[WHAT IS NEEDED]
Reproduce every one of the following lines verbatim, omitting the pictures from your answer.

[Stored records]

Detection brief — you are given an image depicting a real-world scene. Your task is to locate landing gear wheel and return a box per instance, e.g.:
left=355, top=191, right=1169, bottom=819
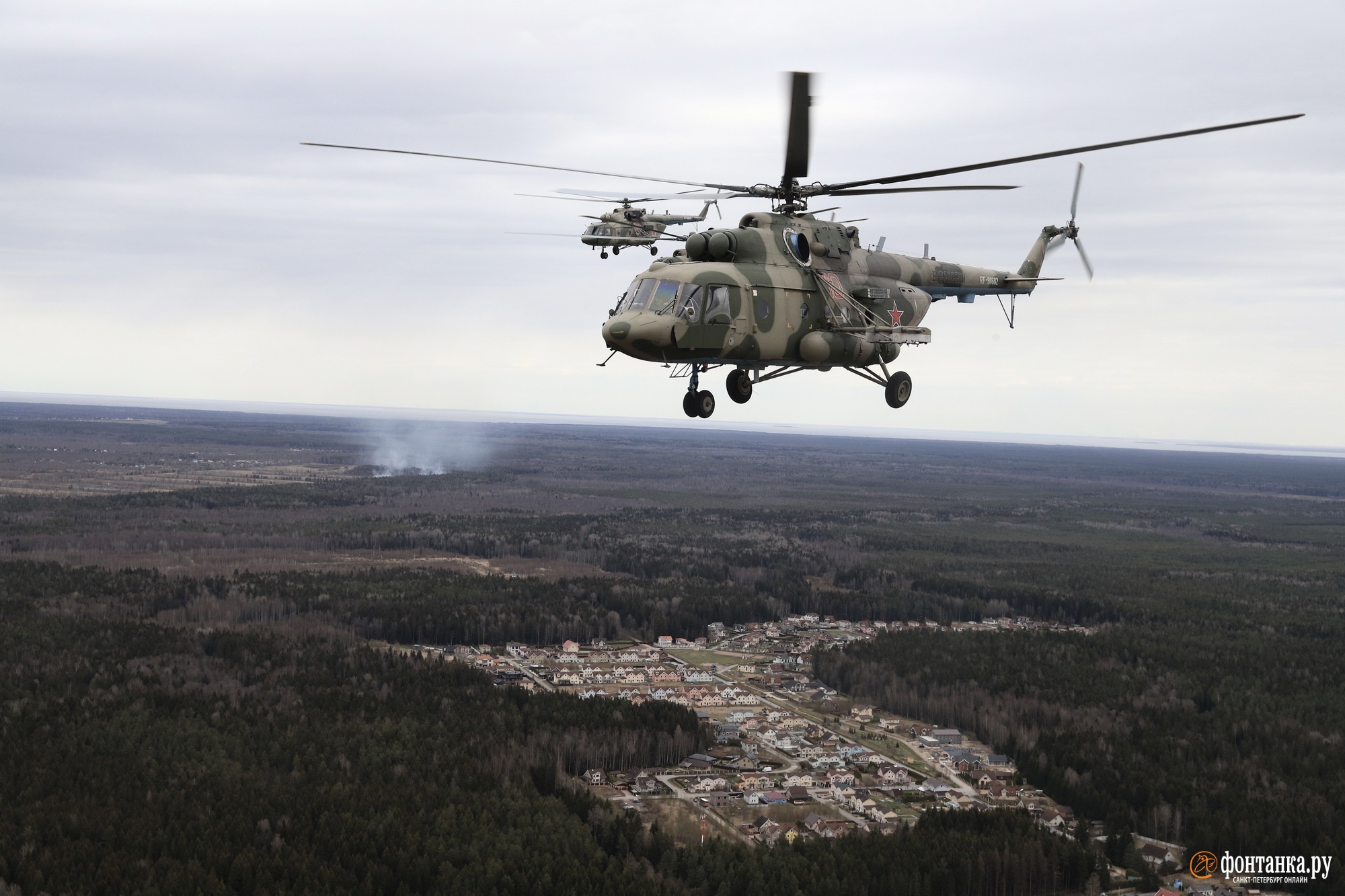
left=682, top=391, right=701, bottom=417
left=728, top=370, right=752, bottom=405
left=886, top=370, right=911, bottom=407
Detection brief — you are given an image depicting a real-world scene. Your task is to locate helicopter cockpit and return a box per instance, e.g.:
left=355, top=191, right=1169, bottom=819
left=613, top=277, right=733, bottom=324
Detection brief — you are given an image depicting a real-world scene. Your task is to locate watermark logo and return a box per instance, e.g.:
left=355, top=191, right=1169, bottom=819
left=1190, top=850, right=1219, bottom=880
left=1190, top=850, right=1333, bottom=884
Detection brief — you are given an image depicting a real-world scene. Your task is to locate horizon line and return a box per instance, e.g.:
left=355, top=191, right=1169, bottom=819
left=0, top=391, right=1345, bottom=459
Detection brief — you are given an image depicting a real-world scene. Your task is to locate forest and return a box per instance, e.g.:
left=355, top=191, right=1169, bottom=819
left=0, top=589, right=1095, bottom=896
left=0, top=405, right=1345, bottom=896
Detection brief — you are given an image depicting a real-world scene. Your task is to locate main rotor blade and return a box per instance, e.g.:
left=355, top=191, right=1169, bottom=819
left=299, top=140, right=748, bottom=192
left=818, top=113, right=1303, bottom=195
left=555, top=190, right=737, bottom=202
left=784, top=71, right=812, bottom=181
left=514, top=192, right=640, bottom=206
left=818, top=184, right=1018, bottom=196
left=1069, top=161, right=1084, bottom=220
left=1075, top=237, right=1092, bottom=280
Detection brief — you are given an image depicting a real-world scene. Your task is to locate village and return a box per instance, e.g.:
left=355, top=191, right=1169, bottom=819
left=416, top=614, right=1114, bottom=842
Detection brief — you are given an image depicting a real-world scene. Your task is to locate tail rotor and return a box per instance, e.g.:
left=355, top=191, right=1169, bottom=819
left=1046, top=161, right=1093, bottom=280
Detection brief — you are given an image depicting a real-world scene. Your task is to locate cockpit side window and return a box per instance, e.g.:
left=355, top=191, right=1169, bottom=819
left=621, top=278, right=659, bottom=311
left=705, top=286, right=733, bottom=324
left=650, top=280, right=682, bottom=315
left=677, top=282, right=701, bottom=323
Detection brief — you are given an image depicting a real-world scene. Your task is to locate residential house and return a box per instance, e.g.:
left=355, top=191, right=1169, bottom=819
left=687, top=775, right=729, bottom=794
left=878, top=767, right=911, bottom=787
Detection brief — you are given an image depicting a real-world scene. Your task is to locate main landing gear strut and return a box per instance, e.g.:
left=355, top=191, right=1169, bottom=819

[SOLUTION FOR THIS PROBLEM]
Detection brief — you are given an image depicting a real-world scene. Your task is to locate landing gear wheel and return a box per instance, e.g.:
left=355, top=191, right=1169, bottom=819
left=682, top=391, right=701, bottom=417
left=728, top=370, right=752, bottom=405
left=886, top=370, right=911, bottom=407
Detection brief — you are given an image depicting a real-world scene. Your task is to locate helicopter cockpit and return a box per instance, e.g.:
left=355, top=191, right=1169, bottom=819
left=613, top=277, right=733, bottom=324
Detection brief — you are given an image depicting a real-world scene. Your task is to locate watermark logo and return a box per instance, e.g.:
left=355, top=191, right=1169, bottom=819
left=1190, top=850, right=1219, bottom=880
left=1190, top=850, right=1333, bottom=884
Detection brief — you are given an image depicting a real-world scene. Your task is to locate horizon line and return a box per instance, e.g.:
left=355, top=191, right=1169, bottom=819
left=0, top=391, right=1345, bottom=459
Detection brief — you are given an image depicting a real-world scene. Your task is to locate forest and return a box per instance, e.g.:
left=355, top=191, right=1169, bottom=819
left=0, top=589, right=1095, bottom=896
left=0, top=405, right=1345, bottom=896
Detection brief — you are given an image depicting a real-world scene. Your task is to locate main rotor blade and return a box per instance, e.g.:
left=355, top=191, right=1169, bottom=819
left=299, top=140, right=748, bottom=192
left=818, top=113, right=1303, bottom=195
left=555, top=190, right=737, bottom=202
left=784, top=71, right=812, bottom=181
left=514, top=192, right=640, bottom=206
left=818, top=184, right=1018, bottom=196
left=1069, top=161, right=1084, bottom=220
left=1075, top=237, right=1092, bottom=280
Detection brief — you are given an image depicting a real-world scene. Your task is to locate village and return a box per instance, e.g.:
left=355, top=191, right=1169, bottom=819
left=416, top=614, right=1114, bottom=842
Detection brief — you are given an image depicting a real-world scene. Your task is to locate tail rotor and return a box per instance, e.g.:
left=355, top=191, right=1169, bottom=819
left=1046, top=161, right=1093, bottom=280
Detection brief — you are given an image depicting a real-world scene. Your task is to locate cockpit side window and return a box per instance, e.g.:
left=355, top=191, right=1169, bottom=819
left=621, top=278, right=659, bottom=311
left=705, top=286, right=733, bottom=324
left=650, top=280, right=682, bottom=315
left=677, top=282, right=701, bottom=323
Detection brief — you are given an image depicting a real-world scene. Your task is to locate residential house and return a box per instance, e.g.:
left=355, top=191, right=1169, bottom=819
left=687, top=775, right=729, bottom=794
left=878, top=767, right=911, bottom=787
Detection brief — you are given an image depicting a real-world scene. Your task is to locate main landing gear strut and return a box per instance, e.g.:
left=355, top=191, right=1169, bottom=819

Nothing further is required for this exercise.